[Dataset excerpts]
-- Opening Marker --
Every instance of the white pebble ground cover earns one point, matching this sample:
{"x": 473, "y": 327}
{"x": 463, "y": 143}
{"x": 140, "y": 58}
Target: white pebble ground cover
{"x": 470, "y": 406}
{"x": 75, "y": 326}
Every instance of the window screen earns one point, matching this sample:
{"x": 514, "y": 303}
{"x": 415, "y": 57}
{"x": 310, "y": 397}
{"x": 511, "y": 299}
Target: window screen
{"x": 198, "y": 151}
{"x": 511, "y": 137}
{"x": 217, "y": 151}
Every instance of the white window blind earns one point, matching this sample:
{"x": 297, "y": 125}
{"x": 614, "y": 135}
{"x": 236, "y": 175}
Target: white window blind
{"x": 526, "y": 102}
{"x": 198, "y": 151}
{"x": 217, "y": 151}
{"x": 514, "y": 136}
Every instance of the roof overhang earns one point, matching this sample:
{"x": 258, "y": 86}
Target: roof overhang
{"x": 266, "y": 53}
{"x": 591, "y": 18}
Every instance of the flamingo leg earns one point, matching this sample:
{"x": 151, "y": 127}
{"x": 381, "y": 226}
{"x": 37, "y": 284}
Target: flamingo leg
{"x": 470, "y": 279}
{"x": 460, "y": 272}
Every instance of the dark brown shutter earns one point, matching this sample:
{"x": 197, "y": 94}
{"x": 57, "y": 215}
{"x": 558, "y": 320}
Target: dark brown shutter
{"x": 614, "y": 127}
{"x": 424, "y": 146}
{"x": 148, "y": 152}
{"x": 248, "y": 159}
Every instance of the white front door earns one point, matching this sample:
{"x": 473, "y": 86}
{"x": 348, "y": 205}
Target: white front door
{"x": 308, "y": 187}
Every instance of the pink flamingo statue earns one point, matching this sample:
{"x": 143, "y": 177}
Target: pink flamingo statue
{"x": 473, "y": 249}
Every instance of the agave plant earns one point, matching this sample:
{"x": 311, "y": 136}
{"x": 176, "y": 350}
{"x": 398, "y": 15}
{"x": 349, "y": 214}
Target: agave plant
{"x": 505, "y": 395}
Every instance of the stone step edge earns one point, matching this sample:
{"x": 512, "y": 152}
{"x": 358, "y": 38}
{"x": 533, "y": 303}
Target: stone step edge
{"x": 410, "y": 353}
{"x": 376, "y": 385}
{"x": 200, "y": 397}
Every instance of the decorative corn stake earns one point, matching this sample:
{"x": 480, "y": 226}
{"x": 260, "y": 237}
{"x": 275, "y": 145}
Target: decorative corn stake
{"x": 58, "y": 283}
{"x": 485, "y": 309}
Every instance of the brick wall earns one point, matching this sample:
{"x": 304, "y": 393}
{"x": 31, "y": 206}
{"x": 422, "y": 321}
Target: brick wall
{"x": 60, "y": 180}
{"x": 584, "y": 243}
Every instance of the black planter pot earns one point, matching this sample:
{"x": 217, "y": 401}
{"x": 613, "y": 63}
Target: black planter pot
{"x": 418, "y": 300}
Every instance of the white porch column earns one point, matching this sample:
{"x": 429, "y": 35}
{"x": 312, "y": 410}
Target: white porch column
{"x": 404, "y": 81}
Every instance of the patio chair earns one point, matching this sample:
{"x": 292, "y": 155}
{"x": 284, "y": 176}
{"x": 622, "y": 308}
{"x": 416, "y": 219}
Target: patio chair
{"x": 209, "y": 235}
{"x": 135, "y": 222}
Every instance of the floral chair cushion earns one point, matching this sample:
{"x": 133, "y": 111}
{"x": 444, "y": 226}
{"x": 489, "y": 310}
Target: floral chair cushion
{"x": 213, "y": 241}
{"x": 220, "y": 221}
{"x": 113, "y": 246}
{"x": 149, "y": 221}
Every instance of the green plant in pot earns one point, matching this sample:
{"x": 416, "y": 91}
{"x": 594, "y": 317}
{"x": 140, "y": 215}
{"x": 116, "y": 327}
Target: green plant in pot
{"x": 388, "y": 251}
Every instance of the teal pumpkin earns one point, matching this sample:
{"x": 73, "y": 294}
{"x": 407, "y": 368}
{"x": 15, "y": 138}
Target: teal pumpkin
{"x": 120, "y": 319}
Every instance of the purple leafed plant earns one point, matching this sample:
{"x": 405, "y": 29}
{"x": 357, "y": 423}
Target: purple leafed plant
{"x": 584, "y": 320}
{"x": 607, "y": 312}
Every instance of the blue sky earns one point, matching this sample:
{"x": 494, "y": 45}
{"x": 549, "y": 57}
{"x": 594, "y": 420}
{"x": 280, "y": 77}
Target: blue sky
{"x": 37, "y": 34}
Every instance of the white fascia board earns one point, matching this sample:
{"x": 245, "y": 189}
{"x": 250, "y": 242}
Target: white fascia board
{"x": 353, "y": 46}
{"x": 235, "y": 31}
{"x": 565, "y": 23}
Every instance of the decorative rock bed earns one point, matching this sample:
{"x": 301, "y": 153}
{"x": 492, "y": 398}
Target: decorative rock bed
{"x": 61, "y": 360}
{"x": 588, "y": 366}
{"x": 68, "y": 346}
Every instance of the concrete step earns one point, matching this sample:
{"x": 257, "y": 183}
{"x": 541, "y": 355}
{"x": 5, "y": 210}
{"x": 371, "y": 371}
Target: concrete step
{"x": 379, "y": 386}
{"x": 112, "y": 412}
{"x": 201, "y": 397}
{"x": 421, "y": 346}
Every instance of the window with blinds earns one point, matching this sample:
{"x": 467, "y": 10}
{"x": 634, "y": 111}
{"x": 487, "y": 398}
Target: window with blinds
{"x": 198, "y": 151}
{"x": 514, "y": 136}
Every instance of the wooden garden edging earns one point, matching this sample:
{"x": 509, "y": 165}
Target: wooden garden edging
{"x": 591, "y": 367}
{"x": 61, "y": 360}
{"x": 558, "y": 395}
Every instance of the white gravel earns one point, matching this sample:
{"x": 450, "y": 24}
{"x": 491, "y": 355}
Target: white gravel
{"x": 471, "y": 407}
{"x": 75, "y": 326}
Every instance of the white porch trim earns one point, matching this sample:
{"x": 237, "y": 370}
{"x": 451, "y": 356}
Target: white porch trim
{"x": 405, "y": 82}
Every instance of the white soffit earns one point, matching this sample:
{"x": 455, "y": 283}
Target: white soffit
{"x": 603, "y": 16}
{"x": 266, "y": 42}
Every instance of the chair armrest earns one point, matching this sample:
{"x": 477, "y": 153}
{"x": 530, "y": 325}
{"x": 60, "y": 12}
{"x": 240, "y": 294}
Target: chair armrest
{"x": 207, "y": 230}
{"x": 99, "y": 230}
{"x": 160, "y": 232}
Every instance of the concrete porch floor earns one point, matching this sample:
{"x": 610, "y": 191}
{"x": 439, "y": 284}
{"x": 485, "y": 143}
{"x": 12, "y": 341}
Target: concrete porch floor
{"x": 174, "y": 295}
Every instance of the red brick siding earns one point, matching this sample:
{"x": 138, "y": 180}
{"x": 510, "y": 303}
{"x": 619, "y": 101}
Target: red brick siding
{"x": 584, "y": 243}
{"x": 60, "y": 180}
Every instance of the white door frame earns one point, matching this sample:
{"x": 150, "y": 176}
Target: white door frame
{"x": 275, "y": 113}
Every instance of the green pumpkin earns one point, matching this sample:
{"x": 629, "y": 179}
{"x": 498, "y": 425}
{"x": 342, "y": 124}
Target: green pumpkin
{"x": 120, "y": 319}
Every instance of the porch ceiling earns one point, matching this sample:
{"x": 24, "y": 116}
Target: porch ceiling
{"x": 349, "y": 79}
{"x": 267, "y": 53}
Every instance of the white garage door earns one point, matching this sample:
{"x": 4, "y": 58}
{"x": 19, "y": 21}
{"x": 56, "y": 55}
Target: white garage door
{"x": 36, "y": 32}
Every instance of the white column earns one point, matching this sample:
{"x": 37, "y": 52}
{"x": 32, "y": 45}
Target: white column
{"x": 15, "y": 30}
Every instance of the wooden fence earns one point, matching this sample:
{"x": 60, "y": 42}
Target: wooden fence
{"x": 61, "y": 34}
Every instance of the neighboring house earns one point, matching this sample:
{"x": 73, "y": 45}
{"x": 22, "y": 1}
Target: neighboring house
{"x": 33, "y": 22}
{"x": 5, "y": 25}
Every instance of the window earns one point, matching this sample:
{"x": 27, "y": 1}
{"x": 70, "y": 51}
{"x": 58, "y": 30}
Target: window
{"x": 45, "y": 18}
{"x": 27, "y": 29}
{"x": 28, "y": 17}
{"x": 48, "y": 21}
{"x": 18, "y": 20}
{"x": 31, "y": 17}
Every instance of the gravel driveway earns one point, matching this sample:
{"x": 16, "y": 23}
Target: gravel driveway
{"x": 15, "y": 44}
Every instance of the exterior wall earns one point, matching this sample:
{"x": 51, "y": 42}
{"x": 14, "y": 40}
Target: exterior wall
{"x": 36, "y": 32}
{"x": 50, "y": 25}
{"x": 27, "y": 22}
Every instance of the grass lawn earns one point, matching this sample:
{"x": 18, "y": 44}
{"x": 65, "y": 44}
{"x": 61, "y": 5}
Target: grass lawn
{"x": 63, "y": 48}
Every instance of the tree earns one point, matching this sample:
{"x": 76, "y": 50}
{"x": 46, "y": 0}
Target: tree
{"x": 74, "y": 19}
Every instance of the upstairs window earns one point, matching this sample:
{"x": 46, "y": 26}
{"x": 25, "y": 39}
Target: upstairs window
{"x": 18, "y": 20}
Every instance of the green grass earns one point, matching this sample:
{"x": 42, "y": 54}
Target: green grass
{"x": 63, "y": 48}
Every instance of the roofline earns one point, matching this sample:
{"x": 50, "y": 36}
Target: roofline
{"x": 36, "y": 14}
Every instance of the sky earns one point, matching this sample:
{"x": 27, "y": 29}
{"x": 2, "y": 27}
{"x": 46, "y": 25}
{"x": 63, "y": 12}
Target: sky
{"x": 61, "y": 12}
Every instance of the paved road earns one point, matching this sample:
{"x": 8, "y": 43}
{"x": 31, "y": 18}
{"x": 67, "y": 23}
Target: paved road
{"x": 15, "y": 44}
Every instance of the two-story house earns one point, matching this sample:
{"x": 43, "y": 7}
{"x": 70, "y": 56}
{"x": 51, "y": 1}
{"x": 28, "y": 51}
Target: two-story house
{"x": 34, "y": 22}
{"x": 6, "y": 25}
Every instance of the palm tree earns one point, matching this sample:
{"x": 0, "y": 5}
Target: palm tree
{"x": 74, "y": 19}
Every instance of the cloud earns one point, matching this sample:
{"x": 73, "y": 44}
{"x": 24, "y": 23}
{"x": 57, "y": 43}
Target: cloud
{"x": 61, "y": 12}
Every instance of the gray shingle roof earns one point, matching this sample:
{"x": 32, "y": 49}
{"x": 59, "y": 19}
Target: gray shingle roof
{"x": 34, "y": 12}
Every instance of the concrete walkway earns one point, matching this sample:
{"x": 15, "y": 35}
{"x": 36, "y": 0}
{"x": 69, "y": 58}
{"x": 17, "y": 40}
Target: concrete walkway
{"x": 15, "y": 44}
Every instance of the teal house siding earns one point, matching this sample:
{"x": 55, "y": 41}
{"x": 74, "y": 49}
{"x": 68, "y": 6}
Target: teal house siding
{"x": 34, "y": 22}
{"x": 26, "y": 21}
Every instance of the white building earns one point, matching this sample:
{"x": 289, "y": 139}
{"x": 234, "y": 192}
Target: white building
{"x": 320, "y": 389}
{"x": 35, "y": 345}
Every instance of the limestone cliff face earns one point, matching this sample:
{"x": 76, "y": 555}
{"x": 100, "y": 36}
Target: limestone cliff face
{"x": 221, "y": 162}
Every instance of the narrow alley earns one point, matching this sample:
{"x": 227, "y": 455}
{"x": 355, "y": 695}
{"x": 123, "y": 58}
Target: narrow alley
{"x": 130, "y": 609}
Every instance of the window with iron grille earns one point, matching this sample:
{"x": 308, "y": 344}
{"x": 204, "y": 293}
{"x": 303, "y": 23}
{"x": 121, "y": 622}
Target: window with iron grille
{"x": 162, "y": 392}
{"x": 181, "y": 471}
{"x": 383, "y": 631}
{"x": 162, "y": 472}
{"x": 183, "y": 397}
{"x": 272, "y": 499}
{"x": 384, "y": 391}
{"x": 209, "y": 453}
-- Closing Marker --
-- WORK REQUIRED --
Nothing but the lines from the one containing "Target: limestone cliff face" to the end of the records above should appear, each copied exactly.

-- YOUR SOLUTION --
Target: limestone cliff face
{"x": 221, "y": 162}
Every instance of the narrow alley earns one point, matching this sample:
{"x": 227, "y": 455}
{"x": 355, "y": 695}
{"x": 123, "y": 58}
Target: narrow alley
{"x": 130, "y": 609}
Every instance of the window with iron grille earns one point, matching this sample:
{"x": 308, "y": 344}
{"x": 204, "y": 293}
{"x": 303, "y": 23}
{"x": 121, "y": 622}
Target: window with iron grille
{"x": 162, "y": 392}
{"x": 181, "y": 471}
{"x": 383, "y": 631}
{"x": 162, "y": 472}
{"x": 183, "y": 397}
{"x": 272, "y": 499}
{"x": 384, "y": 391}
{"x": 209, "y": 453}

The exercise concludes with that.